-- Directions --
a – Answer these questions using the BIDS text.
(i) In what formats can custom participant metadata be provided?
(ii) Which standard fields go into the new participants files when neither file is provided?
(iii) What BIDS version is set when neither dataset_description.json nor extra metadata is provided?
b – From the BIDS text, return the passage between "If you want" and "with BIDS standards.", inclusive.

-- Document --
——————————

If you want to use custom participant metadata, you should provide it at the beginning of the code, either as a participants.tsv file or as a CSV/Excel file.
If you provide a participants.tsv file but not a corresponding participants.json, you should fill out the participants.json manually to include descriptions for each field to comply with BIDS standards.
If you provide neither file, new participants.tsv and participants.json files will be automatically created with standard fields:
species
age
sex
handedness
You can also pass your favourite/custom fields instead of these defaults when creating new files (only applies if no valid TSV is provided).
[15]:
saved_participants = bids.create_participants_files(bids_dir=destination_path,
participants_tsv_path= participants_tsv_file,
participants_json_path=participants_json_file,
mapping_df=mapping_df,
fields=["gender", "age"])
No valid participants.tsv file found. Creating default files.
Create data description file
To create the dataset_description.json file, we follow these steps:
Search for an existing dataset_description.json in the dataset path and retain the provided information.
If extra_meta_data_path is specified, add the additional metadata about the dataset.
If neither dataset_description.json nor extra metadata is provided, use the basename of the dataset directory as the dataset name and set the BIDS version to ‘1.10.0’.
[16]:
bids.create_data_description(dataset_path, destination_path, extra_meta_data_path)

——————————

-- Supplied entries --
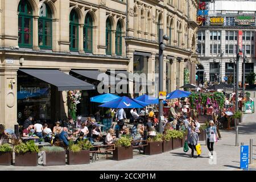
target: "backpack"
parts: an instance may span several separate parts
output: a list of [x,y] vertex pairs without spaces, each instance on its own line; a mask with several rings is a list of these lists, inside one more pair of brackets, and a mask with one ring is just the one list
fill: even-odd
[[188,151],[188,142],[187,142],[187,140],[185,141],[185,143],[184,144],[183,151],[184,152],[187,152],[187,151]]

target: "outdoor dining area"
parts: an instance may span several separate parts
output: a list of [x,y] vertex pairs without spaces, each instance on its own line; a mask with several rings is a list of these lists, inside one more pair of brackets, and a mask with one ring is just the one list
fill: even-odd
[[[187,84],[183,88],[191,90],[197,86]],[[158,132],[158,98],[147,94],[135,98],[100,94],[90,98],[91,102],[99,104],[96,115],[84,118],[73,112],[75,118],[73,115],[58,121],[53,127],[40,121],[32,125],[32,118],[28,118],[18,134],[1,125],[0,165],[84,164],[183,147],[191,122],[196,125],[201,140],[205,140],[205,130],[210,119],[222,128],[225,125],[230,128],[238,116],[234,113],[226,117],[233,111],[228,106],[228,99],[218,92],[176,90],[167,94],[163,100],[162,134]],[[237,118],[232,118],[234,115]],[[224,118],[227,121],[222,121]]]

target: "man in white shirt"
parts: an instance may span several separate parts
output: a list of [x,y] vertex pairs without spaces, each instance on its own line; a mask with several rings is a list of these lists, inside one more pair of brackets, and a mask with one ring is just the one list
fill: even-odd
[[43,125],[42,125],[40,120],[36,122],[36,124],[34,125],[35,127],[35,131],[36,132],[36,135],[39,138],[43,138]]
[[125,111],[123,108],[118,109],[117,114],[115,115],[115,118],[117,120],[120,122],[119,125],[120,129],[123,128],[123,126],[125,125],[125,119],[126,119],[126,115],[125,114]]
[[198,121],[196,119],[195,120],[195,125],[196,126],[196,131],[199,130],[200,127],[200,123],[199,123]]
[[118,121],[126,119],[126,115],[125,115],[125,112],[123,108],[118,109],[115,115],[115,118]]
[[139,117],[139,115],[138,114],[137,111],[136,109],[134,110],[134,112],[131,114],[131,115],[134,118],[134,119],[136,120],[141,120],[143,122],[144,122],[144,118]]

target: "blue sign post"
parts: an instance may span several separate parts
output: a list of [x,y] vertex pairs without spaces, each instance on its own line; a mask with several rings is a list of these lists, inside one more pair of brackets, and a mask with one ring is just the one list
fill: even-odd
[[249,146],[241,146],[240,147],[240,168],[248,168]]

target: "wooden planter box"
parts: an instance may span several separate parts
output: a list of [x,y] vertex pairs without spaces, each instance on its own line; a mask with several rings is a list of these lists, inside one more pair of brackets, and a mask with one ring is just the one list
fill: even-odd
[[13,159],[13,152],[0,152],[0,166],[10,166]]
[[66,165],[65,151],[57,152],[46,152],[46,163],[44,166]]
[[205,130],[202,130],[199,136],[199,141],[205,141]]
[[116,147],[113,151],[113,159],[122,160],[133,159],[133,146]]
[[163,152],[163,142],[148,142],[147,146],[144,146],[145,155],[159,154]]
[[181,147],[181,140],[180,139],[172,139],[172,150]]
[[184,136],[183,138],[181,139],[181,143],[180,146],[181,147],[183,147],[185,140],[186,140],[186,136]]
[[172,150],[172,140],[163,141],[163,152],[170,151]]
[[25,154],[15,153],[16,166],[37,166],[38,155],[36,152],[26,152]]
[[90,163],[90,150],[81,150],[79,152],[68,151],[68,164],[86,164]]

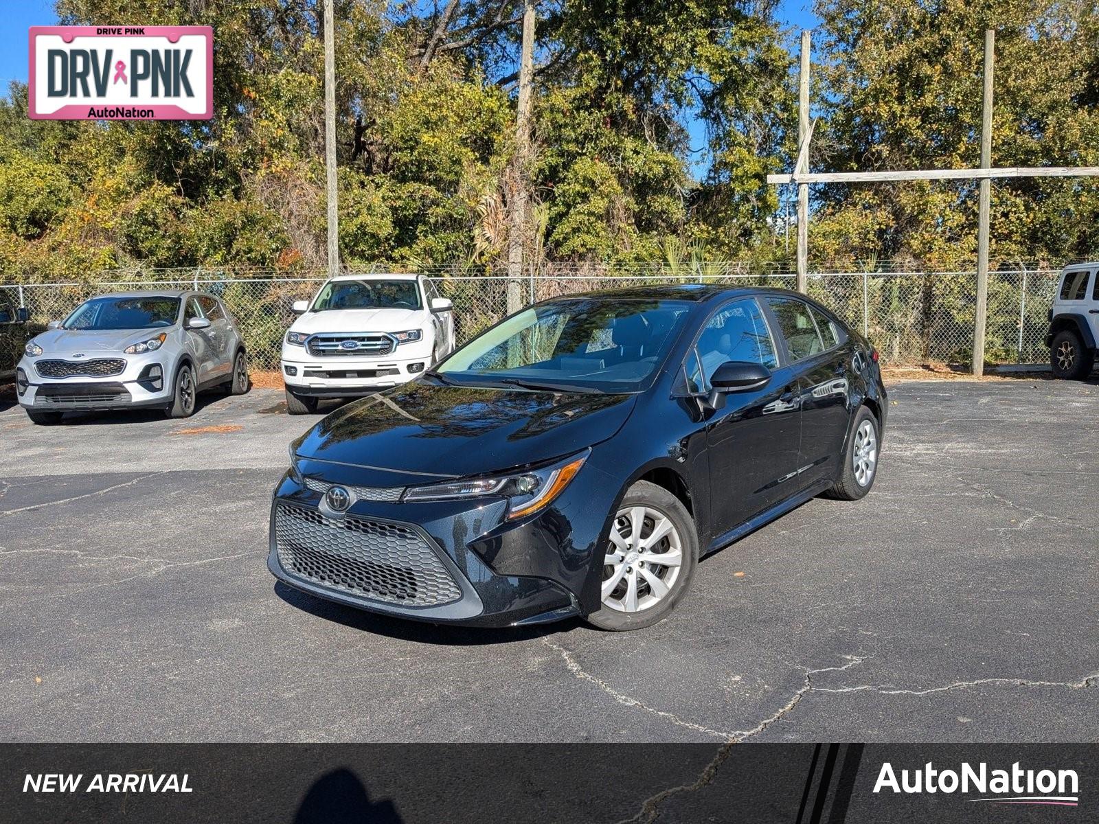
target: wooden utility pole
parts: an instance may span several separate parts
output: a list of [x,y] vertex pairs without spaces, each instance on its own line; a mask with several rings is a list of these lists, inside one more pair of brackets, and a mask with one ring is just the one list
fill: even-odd
[[[985,99],[980,122],[980,168],[992,166],[992,60],[996,32],[985,32]],[[973,324],[973,374],[985,374],[985,315],[988,313],[988,211],[992,181],[980,179],[980,205],[977,224],[977,307]]]
[[336,201],[336,47],[333,0],[324,0],[324,171],[328,188],[329,277],[340,274],[340,211]]
[[515,107],[515,160],[508,232],[508,314],[523,305],[523,240],[526,234],[526,172],[531,154],[531,96],[534,86],[534,0],[523,3],[523,44],[519,58],[519,101]]
[[[798,78],[798,166],[809,174],[809,30],[801,32],[801,74]],[[809,289],[809,183],[798,183],[798,291]]]

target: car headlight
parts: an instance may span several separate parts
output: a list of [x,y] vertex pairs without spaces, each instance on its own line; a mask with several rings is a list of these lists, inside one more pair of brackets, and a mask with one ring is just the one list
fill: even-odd
[[130,344],[122,352],[125,355],[141,355],[143,352],[155,352],[159,349],[168,336],[162,332],[156,337],[151,337],[148,341],[142,341],[141,343]]
[[590,449],[580,455],[559,460],[536,469],[524,469],[506,475],[466,478],[463,480],[432,483],[426,487],[410,487],[404,490],[403,501],[453,501],[473,498],[507,498],[508,520],[523,517],[547,506],[565,491]]

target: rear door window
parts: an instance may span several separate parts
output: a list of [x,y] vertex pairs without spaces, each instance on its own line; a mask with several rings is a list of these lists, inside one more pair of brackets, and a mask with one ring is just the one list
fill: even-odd
[[1065,279],[1061,281],[1062,300],[1084,300],[1088,297],[1088,279],[1091,277],[1090,269],[1079,269],[1066,271]]
[[792,298],[767,298],[767,303],[778,319],[778,327],[786,338],[786,350],[791,363],[824,352],[824,343],[817,332],[817,324],[813,323],[807,303]]

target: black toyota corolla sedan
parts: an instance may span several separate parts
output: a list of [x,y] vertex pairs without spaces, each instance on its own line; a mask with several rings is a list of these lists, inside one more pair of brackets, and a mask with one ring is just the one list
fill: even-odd
[[814,495],[869,491],[877,359],[782,290],[535,304],[295,442],[267,565],[421,621],[650,626],[708,553]]

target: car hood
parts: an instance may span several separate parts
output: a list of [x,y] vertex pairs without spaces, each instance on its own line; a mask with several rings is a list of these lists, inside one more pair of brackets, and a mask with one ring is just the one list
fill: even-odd
[[87,330],[52,329],[34,337],[34,343],[42,347],[43,355],[102,355],[122,350],[132,343],[147,341],[162,332],[170,332],[170,326],[156,326],[140,330],[106,330],[91,332]]
[[336,410],[302,437],[297,453],[436,479],[480,475],[606,441],[625,423],[634,403],[632,394],[415,381]]
[[307,312],[293,325],[295,332],[404,332],[423,325],[423,309],[326,309]]

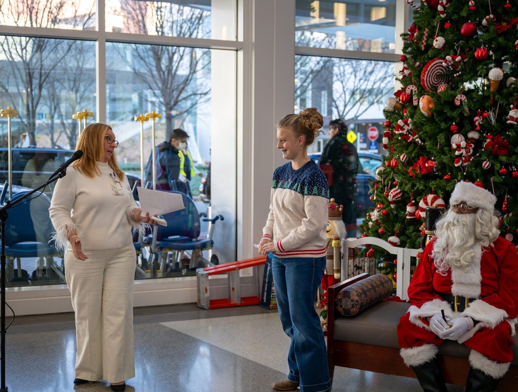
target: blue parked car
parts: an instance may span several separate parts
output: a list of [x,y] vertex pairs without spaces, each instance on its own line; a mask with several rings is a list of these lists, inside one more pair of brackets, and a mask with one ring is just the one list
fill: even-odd
[[[309,158],[317,163],[320,158],[320,152],[309,155]],[[356,198],[356,217],[358,223],[363,219],[367,211],[373,204],[369,199],[369,179],[376,178],[376,169],[381,166],[383,159],[381,156],[371,152],[358,151],[358,174],[356,181],[358,182],[358,195]]]

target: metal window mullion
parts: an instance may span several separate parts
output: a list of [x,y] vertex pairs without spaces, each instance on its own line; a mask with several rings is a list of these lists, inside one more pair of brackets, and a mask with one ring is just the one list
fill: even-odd
[[95,45],[95,106],[98,122],[106,122],[106,28],[105,0],[95,2],[97,39]]

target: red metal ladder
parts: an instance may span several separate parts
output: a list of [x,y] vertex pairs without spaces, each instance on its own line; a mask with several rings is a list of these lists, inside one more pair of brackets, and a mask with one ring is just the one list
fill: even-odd
[[[265,256],[247,259],[219,265],[211,265],[196,270],[196,283],[198,288],[198,306],[204,309],[217,307],[238,306],[243,305],[258,305],[261,300],[261,283],[258,268],[265,263]],[[256,281],[257,296],[241,297],[239,283],[239,270],[253,267],[253,276]],[[220,274],[226,274],[228,282],[228,296],[226,298],[211,298],[209,277]]]

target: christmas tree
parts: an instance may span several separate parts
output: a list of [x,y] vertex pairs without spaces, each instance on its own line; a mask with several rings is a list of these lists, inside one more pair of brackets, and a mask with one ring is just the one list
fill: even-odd
[[401,87],[384,110],[388,155],[372,184],[376,207],[362,233],[419,248],[425,208],[447,207],[456,183],[469,181],[497,197],[502,234],[513,241],[518,237],[518,2],[407,3],[414,21],[401,36]]

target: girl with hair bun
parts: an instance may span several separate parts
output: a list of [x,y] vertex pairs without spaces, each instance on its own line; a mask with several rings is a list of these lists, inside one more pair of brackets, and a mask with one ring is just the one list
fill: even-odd
[[291,339],[290,374],[272,384],[277,390],[329,390],[327,350],[314,301],[326,264],[329,187],[308,156],[320,132],[316,108],[288,115],[277,125],[277,148],[289,161],[274,173],[270,213],[259,243],[262,255],[273,253],[276,298],[282,328]]

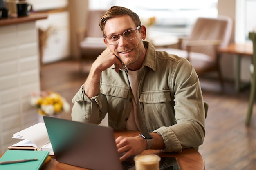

——————————

-- Per-task answers --
a –
(i) As a participants.tsv file or as a CSV/Excel file.
(ii) Species, age, sex, and handedness.
(iii) 1.10.0.

b –
If you want to use custom participant metadata, you should provide it at the beginning of the code, either as a participants.tsv file or as a CSV/Excel file.
If you provide a participants.tsv file but not a corresponding participants.json, you should fill out the participants.json manually to include descriptions for each field to comply with BIDS standards.